→ **WHAT IS REQUIRED**:
The answer must be an exact reproduction of all the entries.

(Dataset items)
- - - -

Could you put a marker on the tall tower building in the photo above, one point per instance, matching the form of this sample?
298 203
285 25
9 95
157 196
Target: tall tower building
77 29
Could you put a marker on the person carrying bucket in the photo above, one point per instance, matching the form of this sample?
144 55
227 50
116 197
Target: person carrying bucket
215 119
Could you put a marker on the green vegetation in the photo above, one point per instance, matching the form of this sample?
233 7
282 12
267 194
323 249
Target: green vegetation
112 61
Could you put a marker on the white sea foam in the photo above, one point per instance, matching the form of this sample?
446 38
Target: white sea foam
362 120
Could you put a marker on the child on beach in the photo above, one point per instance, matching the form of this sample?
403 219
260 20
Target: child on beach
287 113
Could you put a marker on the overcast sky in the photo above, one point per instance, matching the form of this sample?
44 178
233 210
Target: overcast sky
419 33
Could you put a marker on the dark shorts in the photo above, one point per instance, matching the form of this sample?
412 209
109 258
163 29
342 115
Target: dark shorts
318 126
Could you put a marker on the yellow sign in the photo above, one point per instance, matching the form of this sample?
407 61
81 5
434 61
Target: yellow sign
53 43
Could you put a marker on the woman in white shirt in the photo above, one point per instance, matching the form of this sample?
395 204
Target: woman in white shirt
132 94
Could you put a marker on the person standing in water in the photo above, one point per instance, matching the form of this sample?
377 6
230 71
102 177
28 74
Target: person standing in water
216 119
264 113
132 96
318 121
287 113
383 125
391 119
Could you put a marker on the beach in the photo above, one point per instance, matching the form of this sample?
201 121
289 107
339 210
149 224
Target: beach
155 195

- - - -

→ **RESPONSE TO THIS EXERCISE**:
Could you put a marker on the tall tower building in the photo above, one point per instance, matching the form of this sample?
298 203
285 25
9 95
157 196
Target: tall tower building
77 29
Could you put a marker on the person carrying bucket in the photo above, one point per instance, matching the form of this sample?
144 55
227 50
116 197
Target: person carrying bucket
215 119
Could you put a marker on the green vegetation in the photo above, one point per instance, matching the form of this sample?
233 7
282 12
267 194
323 249
Target: green vegetation
112 61
Could you put a marker on the white sea foam in the photo above, one point per instance, matching the form of this sample?
446 38
Target: white sea foam
362 120
Could you put a marker on the child on beach in the photo above, one point per instance, matching the form of this sample?
403 219
260 20
Target: child on beach
287 113
Could you put a marker on the overcast sky in the photo above, one point per instance, matching the form of this sample?
44 178
233 210
Target: overcast sky
419 33
Could you put a marker on the dark shorts in the photo above, one point per instance, matching the form of this sample?
412 209
109 258
163 29
342 115
Target: dark shorts
318 126
Could you put a marker on the yellow sign in the photo above, one point per instance, matching the form of this sample?
407 61
81 5
434 61
Target: yellow sign
53 43
Could you put a marker on the woman in white shirt in the photo above, one point per instance, matching the form of this sample?
395 204
Target: woman in white shirt
132 94
Could you put a marker on the person standing in water in the photo above, one point per instance, matching the form of this sample?
377 6
230 71
102 177
28 74
Target: person standing in water
216 119
264 113
132 96
318 121
287 113
383 125
391 119
Could you put a marker on the beach in the photo above, one point per instance, matching the form of this sample?
201 121
289 107
339 210
149 224
Target: beach
155 195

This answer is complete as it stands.